[Location labeling records]
━━━━━━
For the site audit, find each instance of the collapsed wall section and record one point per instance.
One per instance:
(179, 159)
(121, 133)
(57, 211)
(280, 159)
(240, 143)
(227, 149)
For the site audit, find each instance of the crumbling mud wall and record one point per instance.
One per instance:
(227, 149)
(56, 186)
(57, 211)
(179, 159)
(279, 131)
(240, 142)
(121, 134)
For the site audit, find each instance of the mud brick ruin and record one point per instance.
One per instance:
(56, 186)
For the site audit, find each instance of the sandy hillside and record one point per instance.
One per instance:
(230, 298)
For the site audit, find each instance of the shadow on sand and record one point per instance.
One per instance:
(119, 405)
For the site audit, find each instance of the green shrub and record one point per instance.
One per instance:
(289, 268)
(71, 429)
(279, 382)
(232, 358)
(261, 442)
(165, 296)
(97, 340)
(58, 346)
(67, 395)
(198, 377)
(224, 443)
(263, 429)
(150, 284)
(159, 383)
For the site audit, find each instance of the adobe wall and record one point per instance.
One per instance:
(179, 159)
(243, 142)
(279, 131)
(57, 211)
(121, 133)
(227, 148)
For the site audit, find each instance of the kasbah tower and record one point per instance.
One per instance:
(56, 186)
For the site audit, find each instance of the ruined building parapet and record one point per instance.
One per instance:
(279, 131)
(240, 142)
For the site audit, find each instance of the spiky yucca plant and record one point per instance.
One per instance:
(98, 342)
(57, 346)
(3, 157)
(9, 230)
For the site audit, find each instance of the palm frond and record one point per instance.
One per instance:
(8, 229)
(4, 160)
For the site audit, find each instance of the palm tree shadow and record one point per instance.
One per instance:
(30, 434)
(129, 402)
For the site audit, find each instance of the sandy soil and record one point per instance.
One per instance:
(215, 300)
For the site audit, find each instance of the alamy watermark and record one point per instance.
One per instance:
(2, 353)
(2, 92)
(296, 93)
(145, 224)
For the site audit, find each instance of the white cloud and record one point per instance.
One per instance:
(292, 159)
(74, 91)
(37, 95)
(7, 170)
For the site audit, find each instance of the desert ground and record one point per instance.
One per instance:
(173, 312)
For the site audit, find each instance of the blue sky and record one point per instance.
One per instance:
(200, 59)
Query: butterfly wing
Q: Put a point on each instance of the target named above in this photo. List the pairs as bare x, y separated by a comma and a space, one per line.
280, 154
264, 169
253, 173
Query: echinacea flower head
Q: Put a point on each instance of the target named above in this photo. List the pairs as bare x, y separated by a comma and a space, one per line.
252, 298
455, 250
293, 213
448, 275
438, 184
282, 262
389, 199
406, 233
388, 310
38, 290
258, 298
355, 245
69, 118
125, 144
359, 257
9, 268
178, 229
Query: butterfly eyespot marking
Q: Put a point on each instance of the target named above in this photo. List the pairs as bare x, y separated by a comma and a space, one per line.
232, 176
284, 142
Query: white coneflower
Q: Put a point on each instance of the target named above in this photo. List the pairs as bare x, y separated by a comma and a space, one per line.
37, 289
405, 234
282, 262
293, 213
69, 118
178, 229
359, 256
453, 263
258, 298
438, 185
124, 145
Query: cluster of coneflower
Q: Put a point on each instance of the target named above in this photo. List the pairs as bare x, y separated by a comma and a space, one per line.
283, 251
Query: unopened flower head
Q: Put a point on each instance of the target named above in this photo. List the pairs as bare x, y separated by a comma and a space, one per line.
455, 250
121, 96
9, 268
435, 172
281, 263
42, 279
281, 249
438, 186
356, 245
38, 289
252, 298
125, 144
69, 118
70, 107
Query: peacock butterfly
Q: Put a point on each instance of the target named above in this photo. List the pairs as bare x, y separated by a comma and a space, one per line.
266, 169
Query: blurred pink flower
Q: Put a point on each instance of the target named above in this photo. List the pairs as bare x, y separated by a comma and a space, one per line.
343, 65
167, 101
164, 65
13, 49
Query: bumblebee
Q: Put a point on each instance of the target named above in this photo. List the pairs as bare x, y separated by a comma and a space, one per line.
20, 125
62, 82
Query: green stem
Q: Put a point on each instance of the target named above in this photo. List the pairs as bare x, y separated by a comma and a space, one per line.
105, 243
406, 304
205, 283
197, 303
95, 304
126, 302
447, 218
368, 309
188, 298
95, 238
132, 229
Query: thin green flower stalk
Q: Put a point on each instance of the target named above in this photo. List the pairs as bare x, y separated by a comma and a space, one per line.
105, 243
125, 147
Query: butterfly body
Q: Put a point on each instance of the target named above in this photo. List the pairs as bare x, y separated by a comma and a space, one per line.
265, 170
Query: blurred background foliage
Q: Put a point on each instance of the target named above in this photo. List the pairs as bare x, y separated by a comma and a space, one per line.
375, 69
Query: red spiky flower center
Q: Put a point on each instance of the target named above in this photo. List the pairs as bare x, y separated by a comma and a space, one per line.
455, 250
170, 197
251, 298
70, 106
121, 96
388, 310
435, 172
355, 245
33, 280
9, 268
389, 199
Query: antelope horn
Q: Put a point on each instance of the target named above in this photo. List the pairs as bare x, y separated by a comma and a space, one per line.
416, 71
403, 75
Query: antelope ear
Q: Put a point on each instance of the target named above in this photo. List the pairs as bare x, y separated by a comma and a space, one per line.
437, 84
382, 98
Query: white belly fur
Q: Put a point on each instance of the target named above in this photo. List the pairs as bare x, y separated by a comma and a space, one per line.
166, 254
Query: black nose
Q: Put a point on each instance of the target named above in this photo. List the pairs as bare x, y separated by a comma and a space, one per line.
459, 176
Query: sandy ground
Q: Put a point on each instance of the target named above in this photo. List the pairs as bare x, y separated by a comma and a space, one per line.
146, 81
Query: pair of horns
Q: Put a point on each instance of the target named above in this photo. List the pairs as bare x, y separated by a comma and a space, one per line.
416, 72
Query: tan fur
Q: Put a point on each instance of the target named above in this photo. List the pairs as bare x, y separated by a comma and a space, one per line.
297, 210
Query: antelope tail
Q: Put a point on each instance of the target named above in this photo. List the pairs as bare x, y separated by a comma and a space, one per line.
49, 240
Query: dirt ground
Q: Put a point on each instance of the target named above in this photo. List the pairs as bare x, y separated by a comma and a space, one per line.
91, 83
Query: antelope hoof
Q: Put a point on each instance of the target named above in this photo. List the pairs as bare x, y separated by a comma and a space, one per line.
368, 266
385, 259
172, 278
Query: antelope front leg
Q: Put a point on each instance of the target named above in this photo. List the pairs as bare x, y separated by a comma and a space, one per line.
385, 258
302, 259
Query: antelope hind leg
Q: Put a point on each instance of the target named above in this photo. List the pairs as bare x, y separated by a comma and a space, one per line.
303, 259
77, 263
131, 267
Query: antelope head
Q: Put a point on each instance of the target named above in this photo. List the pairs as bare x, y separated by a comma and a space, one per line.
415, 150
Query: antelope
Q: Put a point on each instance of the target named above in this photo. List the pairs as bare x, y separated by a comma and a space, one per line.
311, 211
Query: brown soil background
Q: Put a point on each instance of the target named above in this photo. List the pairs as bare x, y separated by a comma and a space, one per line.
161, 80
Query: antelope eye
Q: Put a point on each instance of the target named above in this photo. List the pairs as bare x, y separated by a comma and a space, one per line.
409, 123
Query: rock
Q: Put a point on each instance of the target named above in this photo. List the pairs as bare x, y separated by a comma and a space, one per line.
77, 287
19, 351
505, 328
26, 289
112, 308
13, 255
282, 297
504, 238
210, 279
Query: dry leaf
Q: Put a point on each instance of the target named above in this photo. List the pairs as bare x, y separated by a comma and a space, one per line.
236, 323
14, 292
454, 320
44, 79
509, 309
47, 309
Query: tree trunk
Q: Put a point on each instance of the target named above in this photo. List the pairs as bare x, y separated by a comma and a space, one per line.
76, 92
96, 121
━━━━━━
#### Your task:
Write out the data again, exactly and in full.

#### Solution for this task:
For the site audit, find each instance of the collapsed wall section and record one point per instance.
One per instance:
(179, 159)
(121, 133)
(57, 211)
(280, 159)
(240, 143)
(227, 149)
For the site audit, find each instance of the crumbling mud wall and record one point per instance.
One per instance:
(227, 149)
(56, 186)
(57, 211)
(179, 159)
(279, 131)
(240, 142)
(121, 134)
For the site audit, find each instance of the mud brick ruin and record one point per instance.
One per instance:
(56, 186)
For the site audit, find each instance of the sandy hillside and record one point per instance.
One per instance:
(230, 298)
For the site audit, find each instance of the shadow on sand and record one point per instance.
One per instance:
(119, 405)
For the site audit, find each instance of the green shrub and record one point per instance.
One per instance:
(289, 268)
(71, 429)
(279, 382)
(232, 358)
(261, 442)
(165, 296)
(97, 340)
(58, 346)
(67, 395)
(198, 377)
(224, 443)
(263, 429)
(150, 284)
(159, 383)
For the site audit, find each instance of the adobe wall and record one point per instance.
One per instance:
(179, 159)
(243, 142)
(279, 131)
(57, 211)
(121, 133)
(227, 148)
For the site audit, find each instance of the kasbah tower and record one point per instance.
One per instance:
(56, 186)
For the site audit, find each instance of the ruined building parapet and record one point per instance.
One per instance:
(279, 131)
(240, 142)
For the site audit, find each instance of the spiky yucca plant and record one point per instance.
One per instance:
(98, 342)
(57, 346)
(3, 157)
(9, 230)
For the site audit, find each instance of the palm frond and record one point per instance.
One per instance:
(8, 229)
(4, 160)
For the site audit, find each instance of the palm tree shadow and record one point per instance.
One per instance:
(30, 434)
(129, 402)
For the site audit, find each instance of the sandy soil and record one point per instance.
One per instance:
(215, 300)
For the site audit, find each instance of the alamy watermark and record one point per instance.
One per instance:
(2, 353)
(2, 92)
(296, 93)
(145, 224)
For the site audit, find each instance of the white cloud and record one point per instance.
One per instance:
(292, 159)
(74, 91)
(37, 95)
(7, 170)
For the site audit, find each instance of the desert ground and record one point per instance.
One per instance:
(173, 312)
For the site audit, find each instance of the blue sky and record one point per instance.
One per instance:
(200, 59)
Query: butterfly wing
Q: Put a point on each instance of the target named above in this photo. List the pairs as bare x, y separated by a comma and a space, one per line.
280, 154
264, 169
253, 173
Query: echinacea flower head
Q: Put a point on each instance of the target named above in this photo. List the pairs as bare x, y separated by a comma and a space, one per line.
252, 298
455, 250
293, 213
448, 275
438, 184
282, 262
389, 199
406, 233
388, 310
38, 290
258, 298
355, 245
69, 118
125, 144
359, 257
9, 268
178, 229
Query: butterfly eyespot marking
Q: Put a point on each instance of the target named above in this photo. List the pairs as bare x, y separated by a comma and a space, one per line.
232, 176
284, 142
Query: white coneflower
Q: Put a point on each instance of the target named above in this photo. List the pairs as bare x, y separated by a comma and a space, one per line.
37, 289
405, 234
282, 262
293, 213
69, 118
178, 229
359, 256
453, 263
258, 298
438, 185
124, 145
Query: cluster of coneflower
Q: Put a point on each instance of the target named above in this photo. List the pairs as bare x, y separated by a comma and a space, one per line.
283, 251
Query: unopened flower head
Q: Put a point on each instance of the target named above in this photo. List the pairs as bare x, y separated by a comma and a space, one per line.
455, 250
121, 96
9, 268
435, 172
281, 263
42, 279
281, 249
438, 186
356, 245
38, 289
252, 298
125, 144
69, 118
70, 107
Query: peacock butterfly
Q: Put a point on each instance of the target named above in this photo. List the pairs as bare x, y separated by a comma and a space, one per line.
266, 169
Query: blurred pink flower
Q: Put a point on each instance of the target named above in this photo. List the pairs as bare x, y separated by a comma and a space, one per line.
343, 65
167, 101
164, 65
13, 49
Query: bumblebee
Q: Put a point on each instance of the target named above in this photo. List the pairs as bare x, y separated by a comma and a space, one per line.
20, 125
62, 82
Query: green stem
Q: Put a point on each instance of the target named above in this photo. List the pairs as bare x, y separated by a comma and a space, one per line.
105, 243
406, 304
205, 283
197, 303
95, 304
126, 302
447, 218
368, 309
188, 298
95, 238
132, 229
Query: thin green flower stalk
Q: Put a point on each instance of the target named above in this photo. List the pairs as bare x, y separated by a comma and a space, one per line.
105, 243
125, 147
Query: butterfly body
Q: Put a point on each instance of the target named above in this photo. List the pairs as bare x, y separated by a comma and a space, one per line.
265, 170
Query: blurred background foliage
Q: Put a point on each instance of the target named above in this photo. List the pairs as bare x, y separated by a comma and a space, one per line.
375, 69
Query: red spiky flower center
Q: Put a point on each instance of the target named above in this photo. List the pairs as bare x, y separated by a comma and a space, one per line.
455, 250
170, 197
251, 298
70, 106
121, 96
388, 310
435, 172
355, 245
33, 280
9, 268
389, 199
Query: antelope horn
Q: Put a point on each instance of the target named above in this photo. List the pairs as bare x, y separated by a comma and a space, one per line.
416, 71
403, 75
Query: antelope ear
Q: Put a point on each instance of the target named above in this photo. List the pairs as bare x, y separated by a comma and a space, one per line.
437, 84
382, 98
Query: white belly fur
Q: Put a point on each instance of the target named above in this photo. List the pairs as bare x, y separated by a comma and a space, one per line.
166, 254
Query: black nose
Q: Put a point on each instance of the target named above in this photo. List the pairs as bare x, y separated by a comma and a space, one per line.
459, 176
Query: sandy ground
Q: Put a point on each instance of the target named above in this photo. List the pairs as bare x, y separated by a comma and a space, one per line.
146, 81
Query: pair of horns
Q: Put a point on each instance of the target named above in this photo. List the pairs as bare x, y separated by a comma and a space, one per line.
416, 72
Query: tan fur
Q: Put a point on each instance of the target named above in this photo. List the pairs as bare x, y separated by a comma and a space, one per line.
297, 210
Query: antelope tail
Q: Put a point on each instance of the target named above in this photo. List the pairs as bare x, y separated by a comma and a space, one per line.
49, 240
Query: dirt ground
Q: Put a point on each instance of the target named above in this photo. List the pairs as bare x, y separated by a comma and a space, one per line.
91, 83
Query: antelope hoof
Q: Put a point on each instance of the target named above in this photo. List the pairs as bare x, y separated by a comma and a space, one per line.
368, 266
385, 259
172, 278
Query: antelope front leg
Q: Put a point on each instance of the target named above in this photo. List the pairs as bare x, y separated by a comma and a space, one per line.
385, 258
302, 259
Query: antelope hind leg
Q: Put a point on each instance of the target named above in this photo. List the pairs as bare x, y separated by a comma and a space, one per line.
303, 259
77, 263
131, 267
Query: antelope head
Q: Put a point on each instance of the target named above in this photo. List the pairs as bare x, y separated by a comma and a space, one per line.
415, 150
Query: antelope
Q: Put a point on each instance of the target named above in this photo. List the pairs as bare x, y separated by a comma and a space, one per line.
311, 211
Query: brown soil background
Q: Put a point on each instance of the target named above in this photo. List the pairs as bare x, y separated by a comma and a space, one per line.
161, 80
Query: antelope eye
Q: Put a point on each instance of the target named above in this photo. List the pairs as bare x, y separated by a comma and a space, one per line.
409, 123
Query: rock
Q: Put a point on each instance of the target named above in this photo. List the pairs as bare x, y separated by a comma and a space, one per line.
77, 287
19, 351
505, 328
26, 289
112, 308
13, 255
282, 297
504, 238
210, 279
Query: dry leaf
Q: Put a point on each instance of the target named above in this photo. List the pairs as bare x, y separated by a comma and a space, one per line.
236, 323
14, 292
454, 320
44, 79
509, 309
47, 309
Query: tree trunk
Q: Put a point on each instance of the target named above in this photo. List the pairs as bare x, y separated by a comma and a space, one per line.
76, 92
96, 121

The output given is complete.